• [TASK STATEMENT]:
Return the data below exactly, but only from the line containing "box: [869, 731, 917, 816]" through the line containing "rough mask: <svg", with both of those lines included.

(Saved entries)
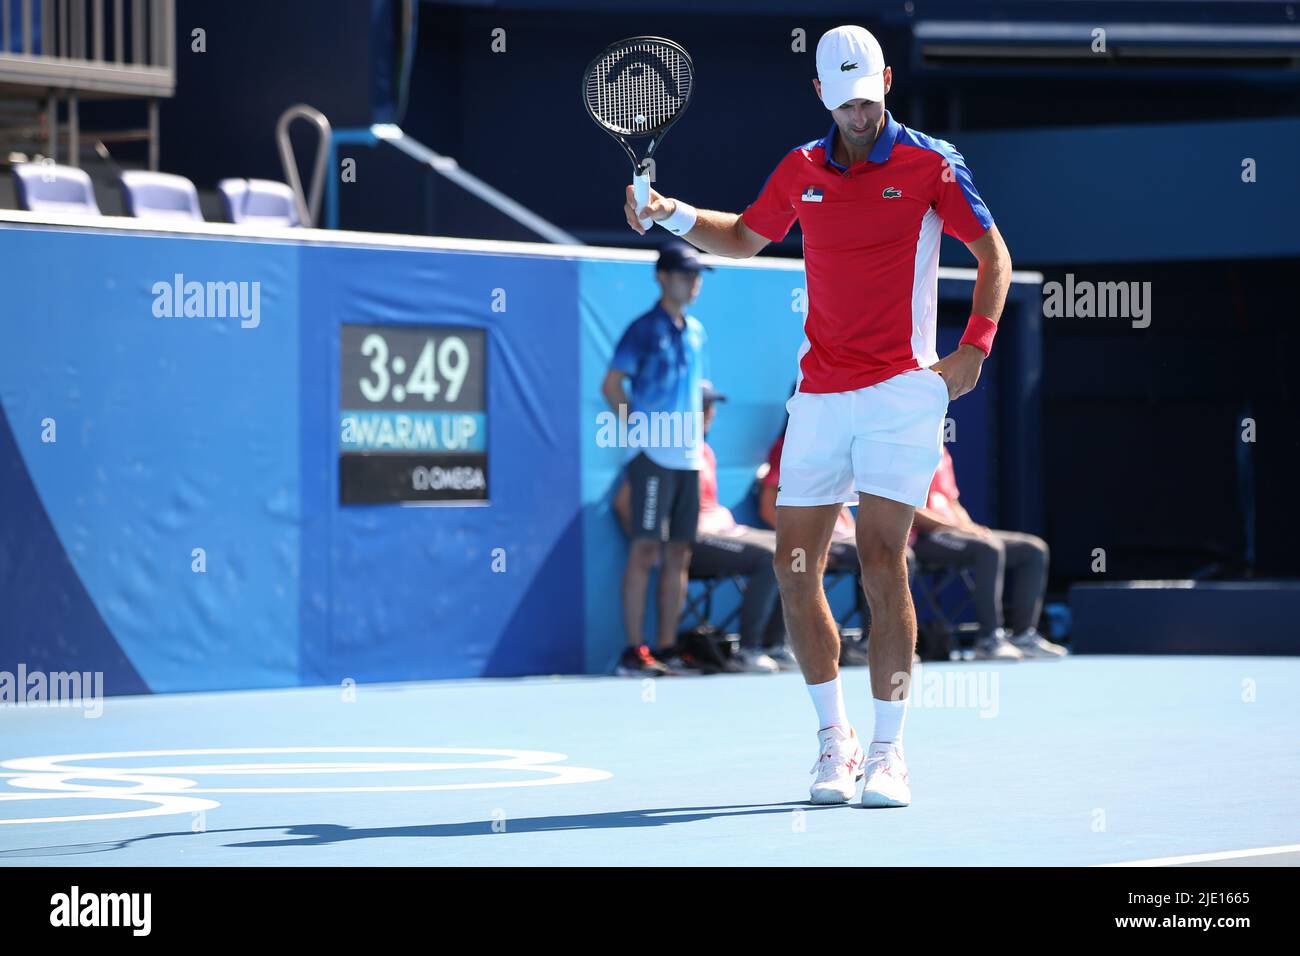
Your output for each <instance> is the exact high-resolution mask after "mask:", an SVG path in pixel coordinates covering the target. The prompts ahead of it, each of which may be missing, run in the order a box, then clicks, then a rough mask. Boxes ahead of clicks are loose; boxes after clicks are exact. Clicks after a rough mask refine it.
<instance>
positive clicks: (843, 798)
mask: <svg viewBox="0 0 1300 956" xmlns="http://www.w3.org/2000/svg"><path fill="white" fill-rule="evenodd" d="M861 780H862V774H858V775H857V777H854V778H853V792H849V793H845V792H844V791H842V790H835V788H832V787H823V788H822V790H813V791H810V792H809V800H810V801H811V803H814V804H846V803H850V801H852V800H853V793H855V792H857V790H858V783H859V782H861Z"/></svg>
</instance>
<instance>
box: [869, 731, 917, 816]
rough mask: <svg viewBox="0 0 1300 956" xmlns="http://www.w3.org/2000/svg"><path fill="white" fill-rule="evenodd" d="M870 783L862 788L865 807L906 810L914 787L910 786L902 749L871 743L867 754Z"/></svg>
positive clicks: (869, 779) (874, 742)
mask: <svg viewBox="0 0 1300 956" xmlns="http://www.w3.org/2000/svg"><path fill="white" fill-rule="evenodd" d="M866 771H867V779H866V783H863V784H862V805H863V806H907V805H910V804H911V787H909V786H907V765H906V763H905V762H904V760H902V748H900V747H897V745H896V744H881V743H878V741H872V744H871V749H870V750H868V752H867V766H866Z"/></svg>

• [ANSWER TO THIS EXERCISE]:
box: [869, 731, 917, 816]
rough mask: <svg viewBox="0 0 1300 956" xmlns="http://www.w3.org/2000/svg"><path fill="white" fill-rule="evenodd" d="M870 783L862 788L865 807L906 810L914 787L910 786L902 749L871 743L867 754Z"/></svg>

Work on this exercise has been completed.